Requirements:
Copy the lines starting at the one containing "For quality assurance, re-label every green undergrowth" and ending at the one containing "932 1213 952 1266", switching "feathery grass plume" to "tall grass plume" and changing nothing else.

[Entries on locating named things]
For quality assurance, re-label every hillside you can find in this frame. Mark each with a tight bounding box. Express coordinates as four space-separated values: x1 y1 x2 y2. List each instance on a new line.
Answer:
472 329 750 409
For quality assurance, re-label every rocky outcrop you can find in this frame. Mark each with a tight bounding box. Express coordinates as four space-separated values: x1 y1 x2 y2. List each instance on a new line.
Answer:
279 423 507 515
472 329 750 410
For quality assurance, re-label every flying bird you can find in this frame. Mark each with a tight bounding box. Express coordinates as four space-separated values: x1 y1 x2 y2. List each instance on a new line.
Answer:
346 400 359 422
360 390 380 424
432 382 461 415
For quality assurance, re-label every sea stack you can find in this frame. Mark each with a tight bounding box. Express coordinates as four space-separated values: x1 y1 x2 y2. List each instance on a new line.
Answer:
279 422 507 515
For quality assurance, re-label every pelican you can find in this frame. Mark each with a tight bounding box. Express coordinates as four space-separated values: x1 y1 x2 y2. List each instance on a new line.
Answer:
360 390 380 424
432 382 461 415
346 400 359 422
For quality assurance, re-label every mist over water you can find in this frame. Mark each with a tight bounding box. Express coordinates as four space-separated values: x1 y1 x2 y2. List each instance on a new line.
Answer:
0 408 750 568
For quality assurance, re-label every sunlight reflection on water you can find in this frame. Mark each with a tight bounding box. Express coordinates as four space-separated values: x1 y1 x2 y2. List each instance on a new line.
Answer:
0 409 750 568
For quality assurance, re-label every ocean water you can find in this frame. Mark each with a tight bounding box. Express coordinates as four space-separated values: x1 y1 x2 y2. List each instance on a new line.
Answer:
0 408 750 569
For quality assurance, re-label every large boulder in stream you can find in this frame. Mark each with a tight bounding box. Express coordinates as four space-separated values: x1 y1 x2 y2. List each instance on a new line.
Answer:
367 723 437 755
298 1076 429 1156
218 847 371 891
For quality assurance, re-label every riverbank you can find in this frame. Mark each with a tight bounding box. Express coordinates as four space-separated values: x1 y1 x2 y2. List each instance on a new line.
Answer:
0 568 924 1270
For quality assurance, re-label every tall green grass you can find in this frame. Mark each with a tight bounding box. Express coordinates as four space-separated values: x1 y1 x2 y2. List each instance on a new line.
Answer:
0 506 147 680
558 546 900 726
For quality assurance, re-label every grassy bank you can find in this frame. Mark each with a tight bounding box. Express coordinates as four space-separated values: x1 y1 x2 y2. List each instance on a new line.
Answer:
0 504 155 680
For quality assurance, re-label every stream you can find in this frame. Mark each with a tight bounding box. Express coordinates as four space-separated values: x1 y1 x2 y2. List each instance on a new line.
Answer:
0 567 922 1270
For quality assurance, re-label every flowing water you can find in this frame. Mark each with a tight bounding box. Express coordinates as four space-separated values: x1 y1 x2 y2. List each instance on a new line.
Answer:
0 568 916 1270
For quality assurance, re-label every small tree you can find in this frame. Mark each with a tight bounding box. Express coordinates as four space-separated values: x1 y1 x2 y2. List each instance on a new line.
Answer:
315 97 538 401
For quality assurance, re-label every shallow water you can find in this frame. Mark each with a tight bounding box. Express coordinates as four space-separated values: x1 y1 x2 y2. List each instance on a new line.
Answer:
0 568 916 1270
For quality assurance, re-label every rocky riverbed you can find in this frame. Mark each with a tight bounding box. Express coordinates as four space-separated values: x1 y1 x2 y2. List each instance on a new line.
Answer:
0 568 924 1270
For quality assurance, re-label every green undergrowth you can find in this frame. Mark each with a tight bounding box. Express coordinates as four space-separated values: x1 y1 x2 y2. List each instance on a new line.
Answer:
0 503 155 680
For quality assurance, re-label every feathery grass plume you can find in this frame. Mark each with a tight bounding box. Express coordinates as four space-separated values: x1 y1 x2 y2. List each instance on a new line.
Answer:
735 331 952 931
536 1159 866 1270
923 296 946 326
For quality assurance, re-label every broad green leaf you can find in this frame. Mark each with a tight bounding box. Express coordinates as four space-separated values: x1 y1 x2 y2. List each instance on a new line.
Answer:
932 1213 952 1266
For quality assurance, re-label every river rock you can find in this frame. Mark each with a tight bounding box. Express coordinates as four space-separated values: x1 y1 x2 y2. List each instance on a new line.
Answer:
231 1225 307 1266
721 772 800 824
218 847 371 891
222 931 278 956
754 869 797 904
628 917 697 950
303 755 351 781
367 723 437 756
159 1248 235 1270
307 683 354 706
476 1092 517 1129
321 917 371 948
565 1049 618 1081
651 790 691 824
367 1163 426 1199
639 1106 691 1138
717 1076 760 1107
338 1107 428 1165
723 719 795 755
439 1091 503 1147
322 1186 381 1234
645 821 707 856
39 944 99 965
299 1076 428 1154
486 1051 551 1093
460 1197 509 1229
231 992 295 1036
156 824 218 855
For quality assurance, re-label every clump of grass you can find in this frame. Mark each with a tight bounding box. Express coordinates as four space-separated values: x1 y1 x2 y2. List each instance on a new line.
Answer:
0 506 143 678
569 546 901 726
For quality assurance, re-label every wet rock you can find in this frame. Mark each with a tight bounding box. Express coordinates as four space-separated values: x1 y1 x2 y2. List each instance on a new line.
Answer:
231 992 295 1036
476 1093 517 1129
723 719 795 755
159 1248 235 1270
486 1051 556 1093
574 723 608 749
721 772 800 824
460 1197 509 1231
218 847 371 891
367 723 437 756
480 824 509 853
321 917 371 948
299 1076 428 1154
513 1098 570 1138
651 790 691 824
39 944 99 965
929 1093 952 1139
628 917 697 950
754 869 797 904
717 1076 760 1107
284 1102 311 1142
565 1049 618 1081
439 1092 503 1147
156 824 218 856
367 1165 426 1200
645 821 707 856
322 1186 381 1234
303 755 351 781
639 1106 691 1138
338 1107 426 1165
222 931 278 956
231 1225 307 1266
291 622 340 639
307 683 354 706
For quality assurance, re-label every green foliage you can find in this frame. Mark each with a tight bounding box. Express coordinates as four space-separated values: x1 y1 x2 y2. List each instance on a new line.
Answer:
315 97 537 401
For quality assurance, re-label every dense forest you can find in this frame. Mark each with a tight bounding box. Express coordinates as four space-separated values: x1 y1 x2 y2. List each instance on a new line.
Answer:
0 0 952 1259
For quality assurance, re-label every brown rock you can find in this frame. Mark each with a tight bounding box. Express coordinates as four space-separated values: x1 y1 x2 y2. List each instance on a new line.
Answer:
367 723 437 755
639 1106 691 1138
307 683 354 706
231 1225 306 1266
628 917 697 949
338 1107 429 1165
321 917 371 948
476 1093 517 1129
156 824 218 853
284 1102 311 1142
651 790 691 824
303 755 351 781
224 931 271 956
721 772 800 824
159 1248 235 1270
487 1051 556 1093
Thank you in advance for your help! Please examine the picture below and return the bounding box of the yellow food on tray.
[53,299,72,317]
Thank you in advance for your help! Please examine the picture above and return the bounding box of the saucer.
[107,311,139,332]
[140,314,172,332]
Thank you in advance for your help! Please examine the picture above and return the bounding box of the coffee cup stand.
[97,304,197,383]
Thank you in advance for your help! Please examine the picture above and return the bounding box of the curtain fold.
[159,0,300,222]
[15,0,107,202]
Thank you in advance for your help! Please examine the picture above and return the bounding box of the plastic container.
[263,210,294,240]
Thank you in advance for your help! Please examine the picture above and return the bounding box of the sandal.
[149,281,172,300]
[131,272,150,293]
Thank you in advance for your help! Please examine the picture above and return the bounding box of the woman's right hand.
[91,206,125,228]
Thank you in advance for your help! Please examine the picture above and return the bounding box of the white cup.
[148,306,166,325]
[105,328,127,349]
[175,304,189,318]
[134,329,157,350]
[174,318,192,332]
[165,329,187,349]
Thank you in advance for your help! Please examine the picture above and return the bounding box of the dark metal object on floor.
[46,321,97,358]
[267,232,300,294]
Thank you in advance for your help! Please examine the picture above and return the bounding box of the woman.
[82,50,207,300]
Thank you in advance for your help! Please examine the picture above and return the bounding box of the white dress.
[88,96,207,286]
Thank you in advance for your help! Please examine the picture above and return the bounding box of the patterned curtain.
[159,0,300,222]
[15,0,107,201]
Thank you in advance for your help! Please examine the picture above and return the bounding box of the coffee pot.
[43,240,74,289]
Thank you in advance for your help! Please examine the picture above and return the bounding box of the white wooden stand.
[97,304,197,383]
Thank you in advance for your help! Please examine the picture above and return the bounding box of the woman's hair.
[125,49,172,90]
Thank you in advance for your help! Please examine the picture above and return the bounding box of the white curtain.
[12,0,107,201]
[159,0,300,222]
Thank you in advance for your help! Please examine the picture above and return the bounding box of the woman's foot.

Task solution:
For quality assurance, re-label every green undergrowth you can find in this frame. Mark each with a tight bounding box. Express coordinates as four space-separated values: x1 y1 x2 y2. List each instance on a new line.
Answer:
0 503 155 680
For quality assurance, re-label every tall grass plume you can find in this frame. Mark each with a tight bounding box. Express coordinates as four space-separated values: x1 y1 x2 y2. List each instance on a new line.
Answer:
735 331 952 931
536 1159 866 1270
923 296 946 326
For quality assurance, re-label every broad green leaf you can find in this frame. Mark each with a tight bounding box. Express coordinates as four space-separated values: x1 y1 x2 y2. List each instance on a new line.
Answer:
932 1213 952 1266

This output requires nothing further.